| Exercise brief |
Write out the full listing again, exactly as it stands.

| Given records |
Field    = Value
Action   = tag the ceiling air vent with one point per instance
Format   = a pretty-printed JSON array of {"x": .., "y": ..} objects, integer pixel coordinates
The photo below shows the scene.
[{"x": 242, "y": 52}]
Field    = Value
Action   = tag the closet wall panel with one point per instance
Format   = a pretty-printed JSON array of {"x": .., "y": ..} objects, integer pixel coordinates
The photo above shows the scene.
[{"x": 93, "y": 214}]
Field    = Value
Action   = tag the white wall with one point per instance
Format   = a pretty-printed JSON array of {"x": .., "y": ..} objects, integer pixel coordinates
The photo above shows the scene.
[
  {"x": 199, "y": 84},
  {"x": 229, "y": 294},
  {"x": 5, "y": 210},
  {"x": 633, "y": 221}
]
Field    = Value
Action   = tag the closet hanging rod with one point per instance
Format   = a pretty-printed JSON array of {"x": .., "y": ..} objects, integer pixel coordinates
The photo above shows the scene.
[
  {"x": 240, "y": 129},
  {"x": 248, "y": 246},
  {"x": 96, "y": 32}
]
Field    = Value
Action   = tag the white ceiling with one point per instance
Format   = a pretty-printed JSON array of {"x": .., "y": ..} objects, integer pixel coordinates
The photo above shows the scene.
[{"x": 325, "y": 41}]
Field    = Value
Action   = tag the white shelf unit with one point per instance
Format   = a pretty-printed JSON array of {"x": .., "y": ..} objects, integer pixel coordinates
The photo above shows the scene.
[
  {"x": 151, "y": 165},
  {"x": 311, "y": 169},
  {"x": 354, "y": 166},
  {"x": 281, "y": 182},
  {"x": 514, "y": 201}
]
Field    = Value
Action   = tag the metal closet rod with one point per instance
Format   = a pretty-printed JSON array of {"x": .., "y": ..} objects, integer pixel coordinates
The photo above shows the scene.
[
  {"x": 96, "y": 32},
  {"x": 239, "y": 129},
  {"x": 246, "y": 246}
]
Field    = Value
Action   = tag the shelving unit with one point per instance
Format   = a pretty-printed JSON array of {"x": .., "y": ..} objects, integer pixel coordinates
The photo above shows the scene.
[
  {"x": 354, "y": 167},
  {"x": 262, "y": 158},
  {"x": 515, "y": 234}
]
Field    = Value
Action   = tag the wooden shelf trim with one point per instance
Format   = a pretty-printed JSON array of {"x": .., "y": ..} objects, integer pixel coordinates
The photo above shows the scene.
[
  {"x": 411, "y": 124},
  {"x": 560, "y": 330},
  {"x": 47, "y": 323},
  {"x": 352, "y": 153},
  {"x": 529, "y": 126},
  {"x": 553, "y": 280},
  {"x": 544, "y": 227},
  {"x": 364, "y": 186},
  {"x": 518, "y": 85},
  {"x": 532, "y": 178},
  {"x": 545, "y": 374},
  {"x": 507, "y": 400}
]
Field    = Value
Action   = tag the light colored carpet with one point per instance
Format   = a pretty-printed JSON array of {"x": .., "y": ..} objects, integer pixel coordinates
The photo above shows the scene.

| Answer below |
Field    = Value
Action   = tag the ceiling air vent with one point per instance
Format   = a pretty-printed JSON array of {"x": .., "y": ..} objects, integer pixel coordinates
The photo below shows the scene.
[{"x": 242, "y": 52}]
Field    = Value
Action   = tag the closet wall panel with one point per instance
Format   = a pretty-printed JSON array of {"x": .., "y": ..} objects, integer pixel coordinates
The photo above shows the scene.
[{"x": 93, "y": 214}]
Field    = Value
Action   = tag the white wall with one point per instance
Format   = a pretty-printed JSON array of {"x": .., "y": ..} objects, integer pixel coordinates
The photo above shows the scene.
[
  {"x": 199, "y": 84},
  {"x": 229, "y": 294},
  {"x": 5, "y": 210},
  {"x": 633, "y": 221}
]
Field    = Value
Action   = tag the closet hanging rod with one point per instance
Format   = a pretty-printed JSON array of {"x": .., "y": ..} objects, integer pixel coordinates
The photo above shows the scene.
[
  {"x": 240, "y": 129},
  {"x": 248, "y": 246},
  {"x": 96, "y": 32}
]
Field    = Value
Action   = tag the white ceiling with one point per instance
Format   = a pretty-printed JSON array of {"x": .., "y": ..} objects, integer pixel coordinates
The photo above shows the scene.
[{"x": 325, "y": 41}]
Field    = Value
Action   = tag the white shelf unit with one point per instance
Format   = a pretty-printed JSON array of {"x": .., "y": ..} objects, integer pixel coordinates
The photo above shows the scene.
[
  {"x": 151, "y": 165},
  {"x": 311, "y": 169},
  {"x": 354, "y": 166},
  {"x": 281, "y": 182},
  {"x": 514, "y": 201}
]
Field    = Value
Action   = tag the metal closet rod with one point per instance
Format   = a pretty-printed JSON array of {"x": .., "y": ..} objects, integer pixel coordinates
The photo above shows the scene.
[
  {"x": 96, "y": 32},
  {"x": 239, "y": 129},
  {"x": 246, "y": 246}
]
Field    = Value
Action   = tag the shelving unit with one point per instance
Format   = a pretty-printed JSON array of {"x": .., "y": ..} objects, integer pixel coordinates
The photo above shows the scene.
[
  {"x": 354, "y": 167},
  {"x": 262, "y": 158},
  {"x": 515, "y": 234}
]
Field    = Value
Action   = tag the wooden shelf trim with one point per instance
Format   = a pretty-printed JSON array of {"x": .., "y": ..} objects, integer pixel coordinates
The photo above shows the scene.
[
  {"x": 411, "y": 124},
  {"x": 560, "y": 330},
  {"x": 47, "y": 323},
  {"x": 352, "y": 153},
  {"x": 529, "y": 126},
  {"x": 553, "y": 280},
  {"x": 544, "y": 227},
  {"x": 364, "y": 186},
  {"x": 518, "y": 85},
  {"x": 532, "y": 178},
  {"x": 545, "y": 374},
  {"x": 507, "y": 400}
]
Field    = Value
Action   = tag the light colored carpet with one point per instance
Format   = a pretty-printed JSON array of {"x": .., "y": ..} objects, integer pixel coordinates
The photo above shows the scene.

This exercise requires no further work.